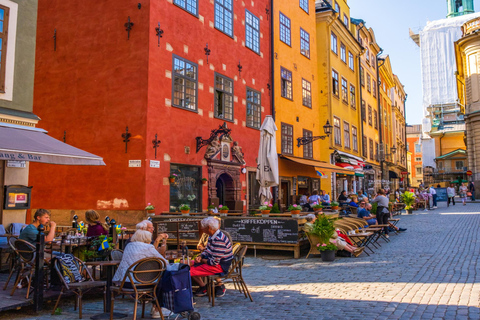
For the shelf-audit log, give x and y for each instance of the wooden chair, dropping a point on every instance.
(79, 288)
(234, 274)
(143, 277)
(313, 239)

__________________________________________________

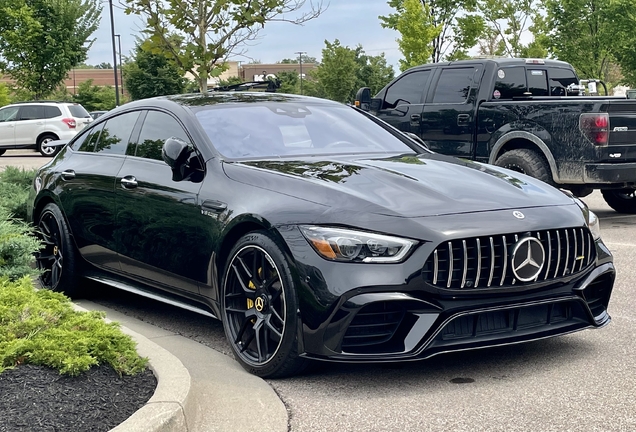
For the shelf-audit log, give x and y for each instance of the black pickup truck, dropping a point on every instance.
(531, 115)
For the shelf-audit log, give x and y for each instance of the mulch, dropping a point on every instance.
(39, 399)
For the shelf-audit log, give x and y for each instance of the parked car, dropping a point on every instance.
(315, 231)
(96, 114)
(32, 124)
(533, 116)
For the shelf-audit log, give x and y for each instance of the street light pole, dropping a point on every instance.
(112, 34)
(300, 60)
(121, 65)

__________________________________________________

§ DIRECTION: Identify each line in the two blocks above that contains the string "audit" and copy those lines in full.

§ THE RESPONSE:
For the shelf-audit log, give x and y for each instance of the wooden chair, dropping a point on every instance.
For the shelf-audit log, give x and y for each instance of the black pickup truck, dropping a point on every instance.
For the shelf-audit log, give x and y for each instance of the mulch, dropping a point on every instance.
For the shelf-audit log, give x and y for each instance of the parked car, dropping a point on every instance.
For the shelf-audit log, give x and y for each instance of the street light pole, dropping a point on every instance.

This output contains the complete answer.